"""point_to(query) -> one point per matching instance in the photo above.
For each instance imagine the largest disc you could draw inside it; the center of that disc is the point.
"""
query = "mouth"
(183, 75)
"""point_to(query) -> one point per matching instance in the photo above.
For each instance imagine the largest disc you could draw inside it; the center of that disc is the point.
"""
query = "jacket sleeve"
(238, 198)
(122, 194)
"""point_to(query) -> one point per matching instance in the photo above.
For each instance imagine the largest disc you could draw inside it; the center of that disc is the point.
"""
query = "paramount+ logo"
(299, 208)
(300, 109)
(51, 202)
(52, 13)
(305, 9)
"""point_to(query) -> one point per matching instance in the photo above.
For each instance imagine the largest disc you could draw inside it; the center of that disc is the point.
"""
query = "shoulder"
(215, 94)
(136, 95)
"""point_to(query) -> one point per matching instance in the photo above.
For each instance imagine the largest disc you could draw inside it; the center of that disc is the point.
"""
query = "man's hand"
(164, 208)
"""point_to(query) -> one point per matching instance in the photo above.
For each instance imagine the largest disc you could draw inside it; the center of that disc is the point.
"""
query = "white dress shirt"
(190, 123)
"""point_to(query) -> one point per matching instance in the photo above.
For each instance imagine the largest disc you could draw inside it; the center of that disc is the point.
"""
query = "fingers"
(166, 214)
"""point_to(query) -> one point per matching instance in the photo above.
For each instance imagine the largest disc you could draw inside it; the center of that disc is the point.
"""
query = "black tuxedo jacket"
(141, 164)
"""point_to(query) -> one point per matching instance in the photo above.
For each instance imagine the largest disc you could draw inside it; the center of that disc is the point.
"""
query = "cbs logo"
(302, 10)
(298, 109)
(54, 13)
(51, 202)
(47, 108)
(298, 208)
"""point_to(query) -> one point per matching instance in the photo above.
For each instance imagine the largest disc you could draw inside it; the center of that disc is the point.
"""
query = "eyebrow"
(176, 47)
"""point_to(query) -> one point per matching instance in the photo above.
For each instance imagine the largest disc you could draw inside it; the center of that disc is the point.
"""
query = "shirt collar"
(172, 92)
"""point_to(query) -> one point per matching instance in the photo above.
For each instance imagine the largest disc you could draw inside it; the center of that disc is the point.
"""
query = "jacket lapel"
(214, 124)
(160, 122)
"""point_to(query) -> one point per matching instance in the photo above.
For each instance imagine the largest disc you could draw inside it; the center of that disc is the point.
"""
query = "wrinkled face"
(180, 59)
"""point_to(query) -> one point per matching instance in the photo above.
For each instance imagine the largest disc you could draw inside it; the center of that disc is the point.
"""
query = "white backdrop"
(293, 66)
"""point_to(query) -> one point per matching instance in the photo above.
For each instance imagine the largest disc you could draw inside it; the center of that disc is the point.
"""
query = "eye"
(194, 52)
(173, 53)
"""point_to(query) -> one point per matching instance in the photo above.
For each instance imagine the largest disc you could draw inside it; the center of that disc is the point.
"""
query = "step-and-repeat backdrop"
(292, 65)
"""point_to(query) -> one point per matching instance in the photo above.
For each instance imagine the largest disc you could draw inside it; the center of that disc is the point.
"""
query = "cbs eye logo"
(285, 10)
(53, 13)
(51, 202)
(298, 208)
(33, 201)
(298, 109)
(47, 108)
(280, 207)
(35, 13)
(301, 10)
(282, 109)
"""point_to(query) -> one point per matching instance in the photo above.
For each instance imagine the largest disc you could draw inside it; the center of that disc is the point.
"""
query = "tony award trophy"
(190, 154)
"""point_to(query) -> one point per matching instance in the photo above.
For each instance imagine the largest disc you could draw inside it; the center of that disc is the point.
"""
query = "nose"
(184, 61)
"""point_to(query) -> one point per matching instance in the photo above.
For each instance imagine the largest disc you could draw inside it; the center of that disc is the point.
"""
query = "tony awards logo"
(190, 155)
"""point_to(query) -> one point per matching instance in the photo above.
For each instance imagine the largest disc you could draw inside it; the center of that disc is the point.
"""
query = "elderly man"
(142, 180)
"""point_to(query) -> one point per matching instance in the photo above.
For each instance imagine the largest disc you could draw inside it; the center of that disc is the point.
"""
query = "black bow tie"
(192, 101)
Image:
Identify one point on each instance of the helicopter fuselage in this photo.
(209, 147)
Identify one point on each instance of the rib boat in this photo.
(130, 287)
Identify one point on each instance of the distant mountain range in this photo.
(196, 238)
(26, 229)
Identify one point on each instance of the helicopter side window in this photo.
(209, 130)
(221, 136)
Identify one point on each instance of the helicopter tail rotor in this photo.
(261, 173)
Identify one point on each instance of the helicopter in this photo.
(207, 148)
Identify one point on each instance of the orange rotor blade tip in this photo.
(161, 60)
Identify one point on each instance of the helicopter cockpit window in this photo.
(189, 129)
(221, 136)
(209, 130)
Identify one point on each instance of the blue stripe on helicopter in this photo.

* **Problem to solve**: Starting at the line that contains "Identify one point on each instance of the helicopter in" and running through the last line above, put every line into a JSON list of strings, one string per line and no blank lines.

* **Answer for the task**:
[
  "Identify one point on each instance of the helicopter in this photo.",
  "(207, 148)",
  "Identify one point on each instance of the orange rotor blade tip in this photo.",
  "(161, 60)",
  "Identify one point on each instance of the helicopter cockpit window in this photo.",
  "(189, 129)",
  "(221, 136)",
  "(209, 130)",
  "Identify one point on each instance of the blue stripe on helicopter in this photo."
]